What this task involves =>
Would you please transcribe the records below from the line with "Target: purple jacket" through their final line, exactly and with no other lines?

Dataset entries
──────────
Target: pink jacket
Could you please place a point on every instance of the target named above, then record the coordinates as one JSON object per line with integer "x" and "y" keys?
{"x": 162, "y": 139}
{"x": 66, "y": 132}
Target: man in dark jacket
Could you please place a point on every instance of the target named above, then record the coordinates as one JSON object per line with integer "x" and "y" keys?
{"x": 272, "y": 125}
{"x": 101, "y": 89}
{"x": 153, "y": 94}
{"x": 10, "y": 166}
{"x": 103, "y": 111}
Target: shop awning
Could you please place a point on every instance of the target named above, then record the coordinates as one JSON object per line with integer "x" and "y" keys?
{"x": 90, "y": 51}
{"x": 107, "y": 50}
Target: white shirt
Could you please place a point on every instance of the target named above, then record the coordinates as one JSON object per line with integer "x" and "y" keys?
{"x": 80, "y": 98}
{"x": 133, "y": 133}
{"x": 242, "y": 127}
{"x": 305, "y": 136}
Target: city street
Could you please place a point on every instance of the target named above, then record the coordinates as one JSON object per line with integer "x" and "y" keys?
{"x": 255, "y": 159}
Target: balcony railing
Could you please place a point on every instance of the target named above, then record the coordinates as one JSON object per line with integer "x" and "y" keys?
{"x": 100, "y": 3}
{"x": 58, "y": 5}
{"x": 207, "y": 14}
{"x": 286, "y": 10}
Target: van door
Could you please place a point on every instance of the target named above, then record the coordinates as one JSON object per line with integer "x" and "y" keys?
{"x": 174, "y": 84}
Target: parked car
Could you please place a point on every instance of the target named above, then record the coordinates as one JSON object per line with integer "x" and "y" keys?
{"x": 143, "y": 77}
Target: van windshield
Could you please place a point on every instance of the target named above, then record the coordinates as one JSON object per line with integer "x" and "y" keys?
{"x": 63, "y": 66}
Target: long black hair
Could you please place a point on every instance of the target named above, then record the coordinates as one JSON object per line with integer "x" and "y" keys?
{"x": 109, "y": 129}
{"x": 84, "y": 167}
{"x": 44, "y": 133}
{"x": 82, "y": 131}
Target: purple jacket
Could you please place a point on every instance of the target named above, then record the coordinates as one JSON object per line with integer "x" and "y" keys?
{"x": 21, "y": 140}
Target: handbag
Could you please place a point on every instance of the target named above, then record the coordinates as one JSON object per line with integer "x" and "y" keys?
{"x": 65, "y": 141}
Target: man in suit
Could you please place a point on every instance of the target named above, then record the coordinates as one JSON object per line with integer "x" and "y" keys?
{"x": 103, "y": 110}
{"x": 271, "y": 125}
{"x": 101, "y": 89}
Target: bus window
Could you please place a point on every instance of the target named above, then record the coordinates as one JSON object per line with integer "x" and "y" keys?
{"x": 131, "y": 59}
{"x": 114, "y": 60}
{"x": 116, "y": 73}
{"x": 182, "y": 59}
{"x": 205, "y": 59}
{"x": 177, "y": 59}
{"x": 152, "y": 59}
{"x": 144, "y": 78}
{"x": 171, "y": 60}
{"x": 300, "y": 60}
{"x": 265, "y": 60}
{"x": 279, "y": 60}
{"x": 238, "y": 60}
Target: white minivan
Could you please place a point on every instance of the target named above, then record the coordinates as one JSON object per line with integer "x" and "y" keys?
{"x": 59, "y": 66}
──────────
Completed task =>
Target: purple jacket
Could you please place a point on every instance of the target named above, then record the coordinates as one JSON object per line with integer "x" and "y" keys?
{"x": 21, "y": 140}
Target: handbag
Could you please place a point on every instance of the target named above, then record the coordinates as one JSON object per line with integer "x" and "y" keys?
{"x": 65, "y": 141}
Target: man in suit
Could you please place a point on every instance of the target named above, then record the coordinates as one JSON object per line with integer "x" and "y" keys?
{"x": 103, "y": 110}
{"x": 271, "y": 125}
{"x": 101, "y": 89}
Target: bus window
Could you please place a point on every instance of the target named above, then record the coordinates as one JSON object per line with integer "x" and "y" keys?
{"x": 131, "y": 59}
{"x": 114, "y": 60}
{"x": 116, "y": 73}
{"x": 182, "y": 59}
{"x": 205, "y": 59}
{"x": 177, "y": 59}
{"x": 152, "y": 59}
{"x": 144, "y": 78}
{"x": 171, "y": 60}
{"x": 300, "y": 60}
{"x": 265, "y": 60}
{"x": 279, "y": 60}
{"x": 238, "y": 60}
Target: white minivan
Could you please place a point on every instance of the target named above, then record the coordinates as one JSON object per line with integer "x" and "y" keys?
{"x": 59, "y": 66}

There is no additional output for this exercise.